Direction:
Without the pictures, write out all the lines below exactly as they appear.

Source material:
####
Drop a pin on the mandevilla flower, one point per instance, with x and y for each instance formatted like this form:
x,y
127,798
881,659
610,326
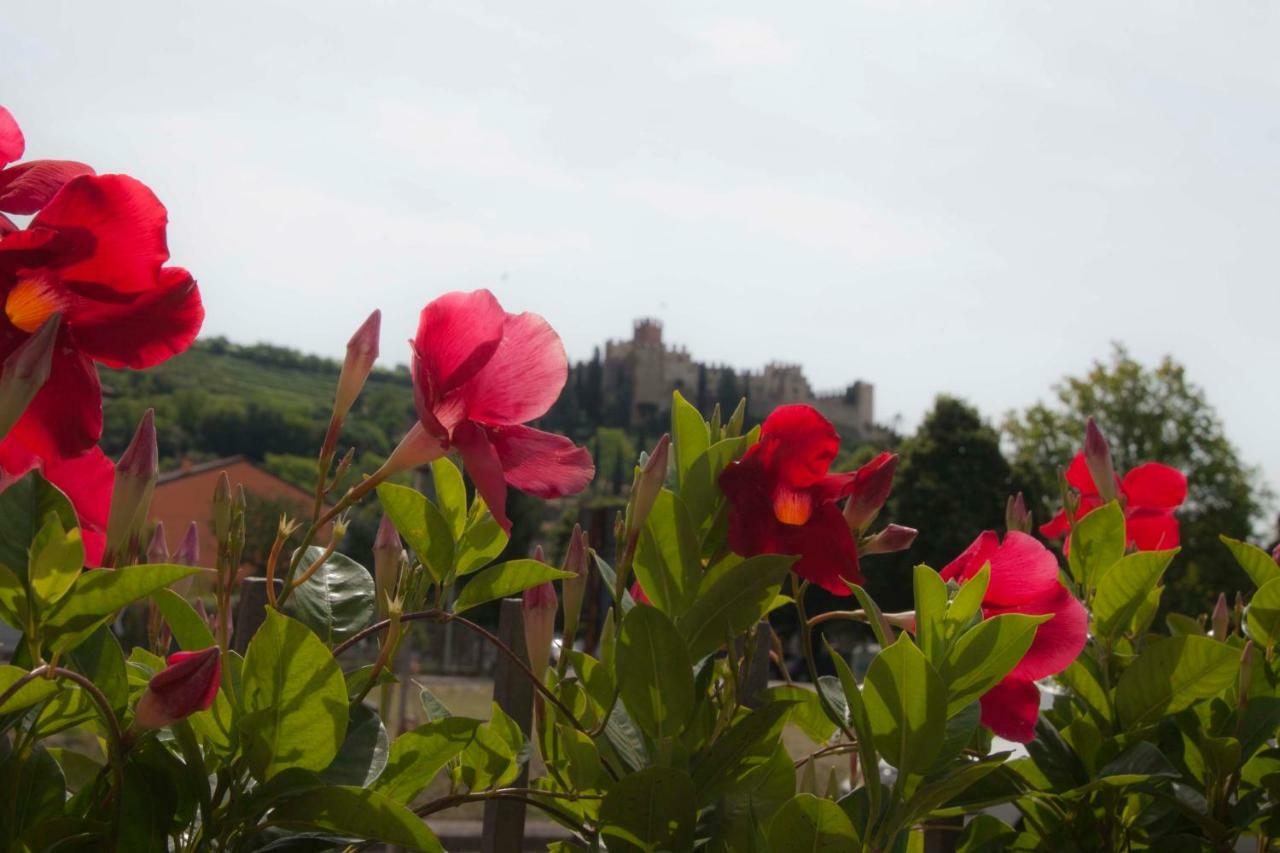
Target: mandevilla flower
####
The completed task:
Drop a pin on the mandevilla flower, one point per instance, with x and y for each instance formatted like this form:
x,y
127,798
881,659
610,326
Target: mandevilla flower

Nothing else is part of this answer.